- Requirement 1
Can you lay out, as a numbered list with blank lines left out, the part of the records below that opens with the line containing "Isolate the sea" and closes with the line containing "0,219,1011,323", both lines included?

═════ Given passage ═════

The Torino winter Olympics were looking pretty dire for a much-hyped U.S. Ski Team last March. That is, until Squaw Valley local Julia Mancuso blistered a giant slalom run on a snowy, foggy race course on the last weekend of the Olympics ” handily winning a gold medal and sending faithful Tahoe supporters into a craze.

Mancuso grew up on the challenging terrain of Squaw Valley trying to keep up with older sister, April, and fellow current U.S. Ski Team member Marco Sullivan.

Mancuso’s medal was the second for the Americans in Alpine skiing, both gold. Ted Ligety won the men’s combined.



“She’s been getting ready to do this since she was 3 years old on the ‘Mighty Mites’ ski team in Squaw Valley,” said her mother Andrea Mancuso. “Just watch her. You can see she loves to ski.”

Timothy Brooks was convicted of second-degree murder in April after a trial detailing a road-rage confrontation that led to the lethal stabbing.



Brooks stabbed Robert Ash in the abdomen in downtown Tahoe City after Ash passed him on Highway 89 and ran him off onto the shoulder, according to court testimony.

Brooks is jailed in Solano County, awaiting the outcome of an appeal of the conviction and sentence of a minimum of 16 years in prison.

Homewood Mountain Resort, a monument to a simpler time in Tahoe skiing, sold in June to a Bay Area commercial development group.

But much of the hubbub over the sale was not about the ski resort changing hands, but fear that the largest chunk of private property at Lake Tahoe could turn from a ski resort into an exclusive subdivision.

The U.S. Forest Service was talking to the owners about buying the property using federal funds, but Congressman John Doolittle squashed the deal with a legislative blockade in the forthcoming Forest Service spending bill.

═════

- Requirement 2
Will you reproduce word for word the part of the Tahoe news excerpt above that opens with the words containing "Mancuso grew up" and closes with "to court testimony."?

═════ Material provided ═════

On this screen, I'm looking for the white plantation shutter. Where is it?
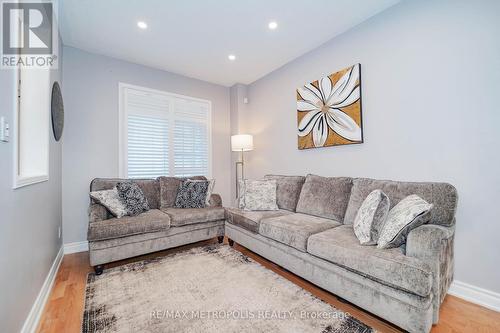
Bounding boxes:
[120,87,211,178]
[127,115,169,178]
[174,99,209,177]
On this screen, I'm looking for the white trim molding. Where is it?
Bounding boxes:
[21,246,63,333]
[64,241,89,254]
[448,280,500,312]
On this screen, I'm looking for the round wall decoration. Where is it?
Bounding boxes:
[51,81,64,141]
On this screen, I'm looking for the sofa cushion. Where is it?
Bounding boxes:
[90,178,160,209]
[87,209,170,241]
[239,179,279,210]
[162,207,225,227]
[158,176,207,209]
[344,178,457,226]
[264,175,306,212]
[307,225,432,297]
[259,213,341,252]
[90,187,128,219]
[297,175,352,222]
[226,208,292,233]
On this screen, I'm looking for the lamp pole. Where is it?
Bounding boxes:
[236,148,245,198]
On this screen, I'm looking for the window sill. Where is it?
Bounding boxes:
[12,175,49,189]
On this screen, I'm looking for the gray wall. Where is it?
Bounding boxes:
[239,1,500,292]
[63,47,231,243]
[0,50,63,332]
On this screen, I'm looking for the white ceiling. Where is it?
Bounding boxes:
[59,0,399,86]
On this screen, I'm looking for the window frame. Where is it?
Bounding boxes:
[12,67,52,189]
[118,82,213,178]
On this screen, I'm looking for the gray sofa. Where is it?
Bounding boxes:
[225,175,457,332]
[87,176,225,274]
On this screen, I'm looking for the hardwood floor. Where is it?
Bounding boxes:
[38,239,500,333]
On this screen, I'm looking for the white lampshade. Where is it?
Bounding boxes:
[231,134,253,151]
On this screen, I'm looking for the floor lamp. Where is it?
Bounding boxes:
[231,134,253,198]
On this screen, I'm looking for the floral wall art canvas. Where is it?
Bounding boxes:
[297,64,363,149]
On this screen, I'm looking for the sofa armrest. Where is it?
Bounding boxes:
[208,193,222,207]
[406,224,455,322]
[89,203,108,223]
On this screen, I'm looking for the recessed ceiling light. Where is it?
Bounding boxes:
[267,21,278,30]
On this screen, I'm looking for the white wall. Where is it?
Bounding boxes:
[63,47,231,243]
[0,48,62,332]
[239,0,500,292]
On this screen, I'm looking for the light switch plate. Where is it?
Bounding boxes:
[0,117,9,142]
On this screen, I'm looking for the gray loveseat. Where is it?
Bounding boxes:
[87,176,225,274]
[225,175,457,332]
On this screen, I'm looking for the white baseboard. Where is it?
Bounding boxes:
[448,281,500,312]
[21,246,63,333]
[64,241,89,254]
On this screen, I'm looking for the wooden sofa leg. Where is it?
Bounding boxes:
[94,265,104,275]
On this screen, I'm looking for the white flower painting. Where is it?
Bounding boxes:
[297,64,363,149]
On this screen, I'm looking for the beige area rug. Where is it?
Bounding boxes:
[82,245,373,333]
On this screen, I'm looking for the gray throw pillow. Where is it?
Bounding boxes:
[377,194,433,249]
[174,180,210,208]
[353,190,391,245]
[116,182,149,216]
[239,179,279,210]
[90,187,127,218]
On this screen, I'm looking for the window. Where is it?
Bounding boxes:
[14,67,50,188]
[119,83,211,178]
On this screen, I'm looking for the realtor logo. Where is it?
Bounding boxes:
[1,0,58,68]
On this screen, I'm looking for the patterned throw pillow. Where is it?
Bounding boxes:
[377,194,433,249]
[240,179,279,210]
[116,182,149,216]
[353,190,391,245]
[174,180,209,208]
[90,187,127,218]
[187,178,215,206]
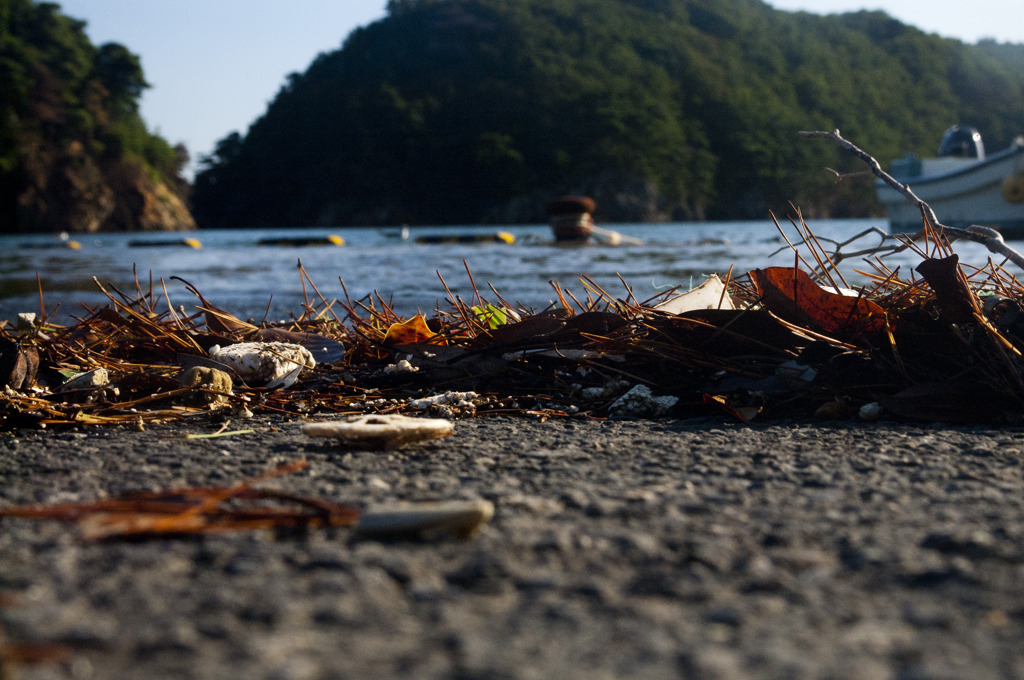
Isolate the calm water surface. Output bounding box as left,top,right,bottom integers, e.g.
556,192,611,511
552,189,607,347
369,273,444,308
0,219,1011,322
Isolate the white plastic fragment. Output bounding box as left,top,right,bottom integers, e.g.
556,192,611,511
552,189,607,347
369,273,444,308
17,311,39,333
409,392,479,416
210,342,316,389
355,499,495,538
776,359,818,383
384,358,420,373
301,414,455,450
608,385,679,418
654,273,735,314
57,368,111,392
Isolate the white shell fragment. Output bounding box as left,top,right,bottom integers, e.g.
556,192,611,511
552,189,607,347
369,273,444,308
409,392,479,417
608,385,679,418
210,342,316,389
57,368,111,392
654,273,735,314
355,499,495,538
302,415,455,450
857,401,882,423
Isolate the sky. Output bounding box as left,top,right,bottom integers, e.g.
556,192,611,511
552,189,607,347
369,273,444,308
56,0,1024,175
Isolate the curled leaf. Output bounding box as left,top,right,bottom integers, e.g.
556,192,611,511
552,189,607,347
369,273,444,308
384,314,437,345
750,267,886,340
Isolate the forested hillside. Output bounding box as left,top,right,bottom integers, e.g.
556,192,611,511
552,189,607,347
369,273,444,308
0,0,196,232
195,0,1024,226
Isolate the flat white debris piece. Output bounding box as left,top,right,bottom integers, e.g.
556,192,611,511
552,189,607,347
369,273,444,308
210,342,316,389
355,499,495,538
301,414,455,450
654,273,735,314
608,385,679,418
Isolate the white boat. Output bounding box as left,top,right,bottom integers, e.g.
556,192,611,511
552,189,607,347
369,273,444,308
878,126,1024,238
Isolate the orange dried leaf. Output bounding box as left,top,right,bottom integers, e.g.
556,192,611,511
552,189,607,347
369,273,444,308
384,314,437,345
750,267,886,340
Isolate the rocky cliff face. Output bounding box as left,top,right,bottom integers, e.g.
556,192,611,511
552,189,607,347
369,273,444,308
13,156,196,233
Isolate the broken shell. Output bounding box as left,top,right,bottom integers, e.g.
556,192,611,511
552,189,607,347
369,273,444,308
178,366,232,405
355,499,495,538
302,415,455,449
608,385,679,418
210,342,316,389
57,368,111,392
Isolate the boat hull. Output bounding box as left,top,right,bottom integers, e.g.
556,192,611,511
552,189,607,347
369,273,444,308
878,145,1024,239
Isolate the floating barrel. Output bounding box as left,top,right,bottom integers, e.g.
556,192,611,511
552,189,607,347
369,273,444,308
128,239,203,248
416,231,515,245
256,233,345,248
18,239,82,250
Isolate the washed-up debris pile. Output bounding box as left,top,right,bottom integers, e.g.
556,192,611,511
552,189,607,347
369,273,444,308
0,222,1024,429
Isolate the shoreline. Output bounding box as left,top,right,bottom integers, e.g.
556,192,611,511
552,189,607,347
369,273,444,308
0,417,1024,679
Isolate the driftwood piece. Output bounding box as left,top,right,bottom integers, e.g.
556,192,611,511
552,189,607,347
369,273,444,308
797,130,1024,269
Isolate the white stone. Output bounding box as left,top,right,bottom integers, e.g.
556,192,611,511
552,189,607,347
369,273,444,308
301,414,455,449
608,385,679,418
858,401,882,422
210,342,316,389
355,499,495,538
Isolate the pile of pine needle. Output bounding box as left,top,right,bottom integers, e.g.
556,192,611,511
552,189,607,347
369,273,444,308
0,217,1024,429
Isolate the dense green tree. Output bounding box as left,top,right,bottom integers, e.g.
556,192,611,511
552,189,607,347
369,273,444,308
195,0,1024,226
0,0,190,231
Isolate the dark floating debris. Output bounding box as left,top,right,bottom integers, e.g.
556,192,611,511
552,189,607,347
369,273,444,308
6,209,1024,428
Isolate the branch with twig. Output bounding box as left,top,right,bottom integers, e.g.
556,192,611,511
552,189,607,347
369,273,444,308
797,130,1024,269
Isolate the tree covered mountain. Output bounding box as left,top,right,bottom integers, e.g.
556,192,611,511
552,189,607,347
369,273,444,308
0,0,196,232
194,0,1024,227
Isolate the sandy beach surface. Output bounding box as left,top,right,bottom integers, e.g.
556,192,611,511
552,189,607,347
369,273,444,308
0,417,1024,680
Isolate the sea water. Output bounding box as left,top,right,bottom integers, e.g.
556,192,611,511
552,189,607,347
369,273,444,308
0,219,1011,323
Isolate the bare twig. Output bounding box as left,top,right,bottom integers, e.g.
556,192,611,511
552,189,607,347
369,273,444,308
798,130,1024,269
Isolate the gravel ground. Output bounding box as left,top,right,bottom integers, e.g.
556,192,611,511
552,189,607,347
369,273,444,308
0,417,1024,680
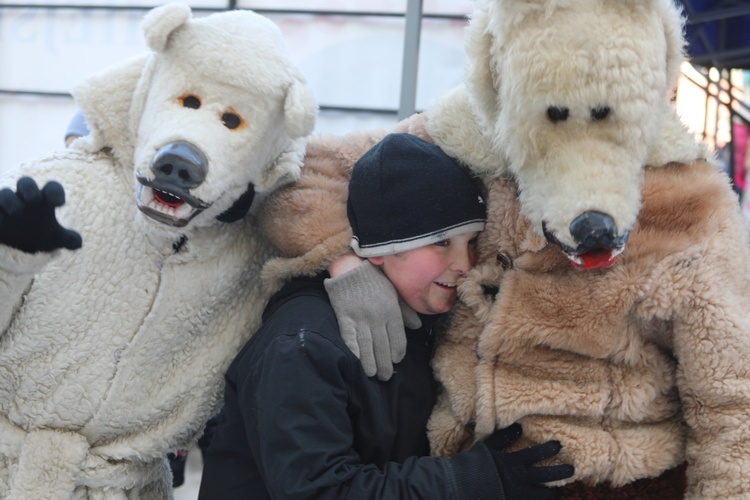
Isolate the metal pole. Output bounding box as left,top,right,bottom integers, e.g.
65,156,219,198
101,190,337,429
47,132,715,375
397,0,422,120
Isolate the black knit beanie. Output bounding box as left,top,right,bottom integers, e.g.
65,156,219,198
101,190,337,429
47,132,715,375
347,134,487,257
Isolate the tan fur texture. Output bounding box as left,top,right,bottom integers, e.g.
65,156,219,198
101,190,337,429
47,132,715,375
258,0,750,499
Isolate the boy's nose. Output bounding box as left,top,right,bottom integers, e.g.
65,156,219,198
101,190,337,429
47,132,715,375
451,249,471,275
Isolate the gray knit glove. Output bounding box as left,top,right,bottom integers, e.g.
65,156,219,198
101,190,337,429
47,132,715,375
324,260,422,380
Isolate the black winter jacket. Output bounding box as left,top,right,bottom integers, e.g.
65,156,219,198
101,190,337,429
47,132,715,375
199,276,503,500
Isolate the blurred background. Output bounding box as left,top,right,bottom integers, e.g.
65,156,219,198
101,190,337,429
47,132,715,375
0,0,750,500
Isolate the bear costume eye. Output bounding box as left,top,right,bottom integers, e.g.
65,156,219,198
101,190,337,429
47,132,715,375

═════

- Finished answer 1
1. Isolate the sea water. Output bounding box as left,top,right,bottom integers, e.g.
2. 556,192,611,511
3. 552,189,607,347
4. 369,273,444,308
5. 0,219,1011,323

- Finished answer 2
Mancuso grew up on the challenging terrain of Squaw Valley trying to keep up with older sister, April, and fellow current U.S. Ski Team member Marco Sullivan.

Mancuso’s medal was the second for the Americans in Alpine skiing, both gold. Ted Ligety won the men’s combined.



“She’s been getting ready to do this since she was 3 years old on the ‘Mighty Mites’ ski team in Squaw Valley,” said her mother Andrea Mancuso. “Just watch her. You can see she loves to ski.”

Timothy Brooks was convicted of second-degree murder in April after a trial detailing a road-rage confrontation that led to the lethal stabbing.



Brooks stabbed Robert Ash in the abdomen in downtown Tahoe City after Ash passed him on Highway 89 and ran him off onto the shoulder, according to court testimony.